__Excerpt to read__:
Consent Letter

EX-10.1 2 a51220836ex101.htm EXHIBIT 10.1 a51220836ex101.htm
Exibit 10.1
 
 
 
PNC Bank, National Association
Three PNC Plaza
225 Fifth Avenue, 4th Floor
Pittsburgh, Pennsylvania 15222
 
 
November 6, 2015
 
Consent Letter
 
Calgon Carbon Corporation
400 Calgon Carbon Drive
Pittsburgh, Pennsylvania  15205
 
Attention:  Stevan R. Schott, Senior Vice President & Chief Financial Officer
 
RE:
Credit Agreement, dated as of November 6, 2013, by and among Calgon Carbon Corporation, a Delaware Corporation, as a Borrower (the "Company"), each of the other Borrowers and Guarantors party thereto, the Lenders party thereto, and PNC Bank, National Association, in its capacity as administrative agent for the Lenders thereunder (the "Administrative Agent"), as amended by that certain (i) Letter Agreement, dated as of February 10, 2014; (ii) Second Amendment, dated November 6, 2014; and (iii) Third Amendment, dated August 7, 2015  (as may be further amended, modified, supplemented or restated from time to time, the "Credit Agreement").
 
Dear Stevan:
 
 
Reference is made to the Credit Agreement. Capitalized terms not otherwise defined herein shall have the meanings assigned to such terms in the Credit Agreement.
 
Pursuant to the Second Amendment and Consent to Credit Agreement, dated November 6, 2014, the Lenders agreed to extend the Expiration Date under the Credit Agreement by one (1) additional year.  Accordingly, the current Expiration Date, after giving effect to such extension, is November 6, 2019.  Pursuant to Section 2.11 [Extension of Expiration Date] of the Credit Agreement, the Borrowing Agent, on behalf of the Borrowers, has now requested that the Lenders consent to a second one-year extension of the Expiration Date.  Subject to the terms and conditions set forth herein, the Administrative Agent and the Lenders hereby agree to such extension so that the new Expiration Date under the Credit Agreement shall mean November 6, 2020.
 
This Consent Letter shall not become effective until the Administrative Agent has received the following, each in form and substance acceptable to the Administrative Agent:  (a) this Consent Letter duly executed by the Borrowers, the Guarantors, the Lenders and the Administrative Agent; (b) a certificate of an Authorized Officer of each Loan Party in form and substance reasonably satisfactory to the Administrative Agent, as to the matters set forth in Section 2.11(vi) of the Credit Agreement; (c) payment of all fees and expenses owed to the Administrative Agent and its counsel in connection with this Consent Letter, including without limitation, the fees set forth in that certain Extension Fee Letter dated November 6, 2015; and (d) such other documents as may be reasonably requested by the Administrative Agent.

__Exercises to complete__:
[a] Set down the part of the consent letter starting at "This Consent Letter shall" and ending at "the Administrative Agent.", word for word.
[b] Write the next part of the consent letter, picking up right after its last sentence.
The lines that follow have nothing to do with the work here.

__Material__:

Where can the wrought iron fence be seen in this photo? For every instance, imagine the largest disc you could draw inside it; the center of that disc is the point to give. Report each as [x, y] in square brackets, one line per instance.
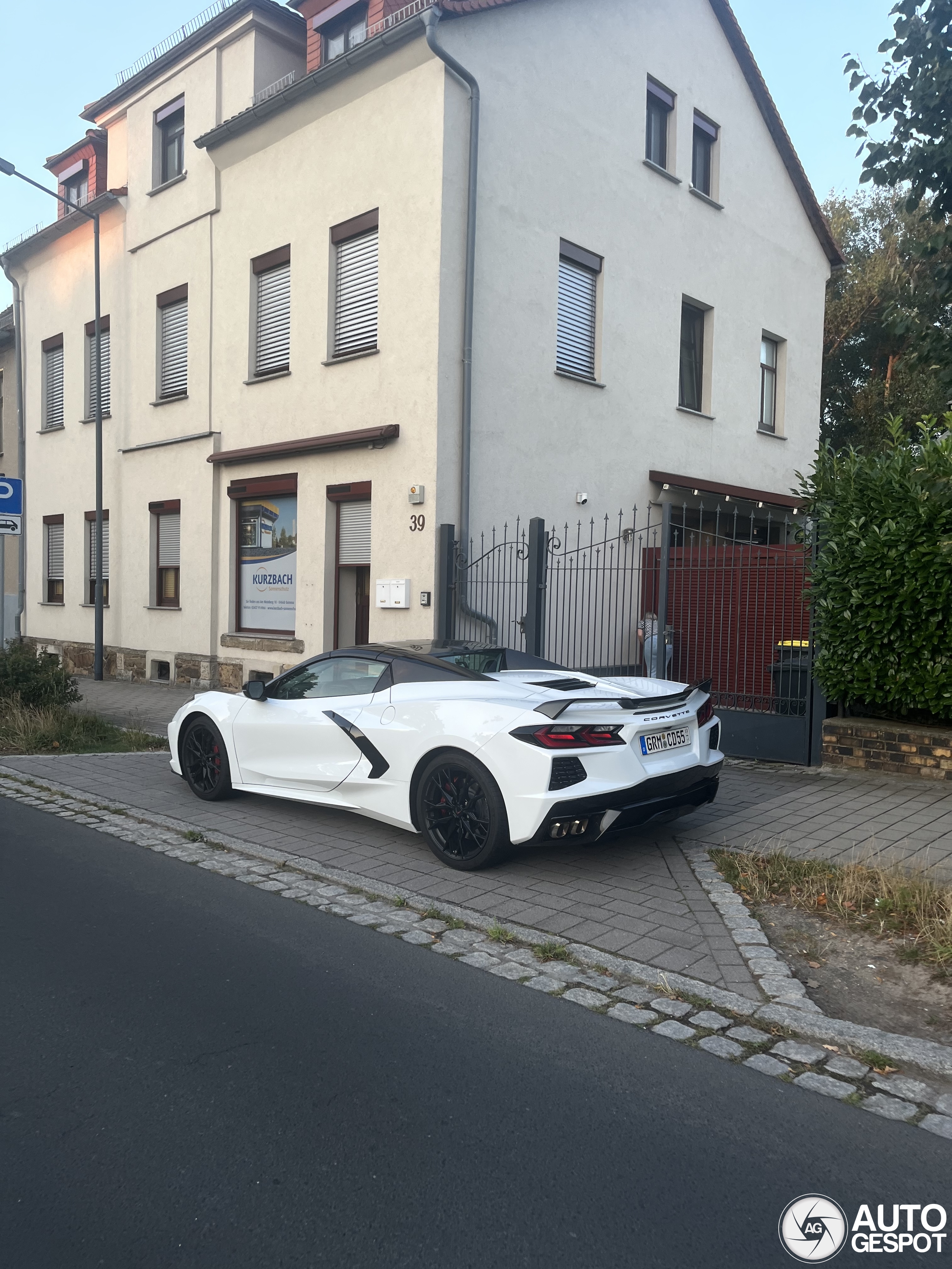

__Responses to the exercise__:
[a]
This Consent Letter shall not become effective until the Administrative Agent has received the following, each in form and substance acceptable to the Administrative Agent:  (a) this Consent Letter duly executed by the Borrowers, the Guarantors, the Lenders and the Administrative Agent; (b) a certificate of an Authorized Officer of each Loan Party in form and substance reasonably satisfactory to the Administrative Agent, as to the matters set forth in Section 2.11(vi) of the Credit Agreement; (c) payment of all fees and expenses owed to the Administrative Agent and its counsel in connection with this Consent Letter, including without limitation, the fees set forth in that certain Extension Fee Letter dated November 6, 2015; and (d) such other documents as may be reasonably requested by the Administrative Agent.

[b]
By acceptance of this Consent Letter, the Loan Parties hereby reconfirm and reaffirm that all representations and warranties, agreements and covenants made by and pursuant to the terms and conditions of the Credit Agreement and in each other Loan Document are true and correct in all material respects (without duplication of any materiality qualifier contained therein), before and after giving effect to this Consent Letter, as though made on and as of the date hereof, except for those made specifically as of another date, in which case such representations and warranties shall be true and correct in all material respects as of such date or time.
 
By acceptance of this Consent Letter, the Loan Parties represent and warrant that no Potential Default or Event of Default exists under the Credit Agreement, nor will any occur as a result of the execution and delivery of this Consent Letter or the performance or observance of any provision hereof.
 
The agreements and consents contained in this Consent Letter are limited to the specific consent contained herein. Except as addressed in this Consent Letter, all of the terms and conditions of the Credit Agreement and the other Loan Documents shall remain in full force and effect.
 
This Consent Letter may be executed in any number of counterparts and by the different parties hereto on separate counterparts each of which, when so executed, shall be deemed to be an original, but all such counterparts shall constitute but one and the same instrument.  Delivery of an executed counterpart of a signature page of this Consent Letter by telecopy or e-mail shall be effective as delivery of a manually executed counterpart of this Consent Letter.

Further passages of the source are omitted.